======== Extracted material ========

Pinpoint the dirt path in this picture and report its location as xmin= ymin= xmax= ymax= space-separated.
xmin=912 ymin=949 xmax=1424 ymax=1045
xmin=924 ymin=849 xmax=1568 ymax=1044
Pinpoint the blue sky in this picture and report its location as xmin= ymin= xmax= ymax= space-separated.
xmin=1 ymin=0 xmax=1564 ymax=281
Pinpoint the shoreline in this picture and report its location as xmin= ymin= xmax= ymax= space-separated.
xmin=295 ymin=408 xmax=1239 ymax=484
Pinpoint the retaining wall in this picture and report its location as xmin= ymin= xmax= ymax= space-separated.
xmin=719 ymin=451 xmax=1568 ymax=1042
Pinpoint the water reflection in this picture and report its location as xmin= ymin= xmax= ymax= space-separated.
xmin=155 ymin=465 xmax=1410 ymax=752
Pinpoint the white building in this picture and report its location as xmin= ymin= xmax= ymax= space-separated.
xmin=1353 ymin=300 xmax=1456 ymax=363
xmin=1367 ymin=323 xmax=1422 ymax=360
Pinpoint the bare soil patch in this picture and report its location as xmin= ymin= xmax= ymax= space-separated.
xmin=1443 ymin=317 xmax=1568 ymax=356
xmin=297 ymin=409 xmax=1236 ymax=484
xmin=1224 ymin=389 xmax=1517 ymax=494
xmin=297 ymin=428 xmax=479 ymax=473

========

== What the task requires ==
Give back the data exactly, with no line dropped.

== Your solution ==
Pinpoint the dirt path in this picture and report its location as xmin= ymin= xmax= ymax= space-separated.
xmin=912 ymin=949 xmax=1424 ymax=1045
xmin=924 ymin=849 xmax=1568 ymax=1044
Pinpoint the blue sky in this picture and report its location as xmin= ymin= xmax= ymax= space-separated.
xmin=1 ymin=0 xmax=1564 ymax=281
Pinpoint the shoreline in this picture and report its location as xmin= ymin= xmax= ymax= space-separated.
xmin=295 ymin=408 xmax=1239 ymax=484
Pinpoint the retaining wall in this picture and report its location as xmin= ymin= xmax= ymax= space-separated.
xmin=719 ymin=451 xmax=1568 ymax=1042
Pinpoint the water reflection in this picture and report its location as xmin= ymin= xmax= ymax= space-separated.
xmin=155 ymin=465 xmax=1410 ymax=752
Pinpoint the white building in this picture and report its location as xmin= ymin= xmax= ymax= space-separated.
xmin=1353 ymin=300 xmax=1456 ymax=363
xmin=1367 ymin=323 xmax=1422 ymax=360
Pinpoint the bare soil patch in this picture and report its location as xmin= ymin= xmax= ymax= space-separated.
xmin=1443 ymin=317 xmax=1568 ymax=356
xmin=297 ymin=409 xmax=1236 ymax=484
xmin=1224 ymin=389 xmax=1517 ymax=494
xmin=297 ymin=428 xmax=479 ymax=473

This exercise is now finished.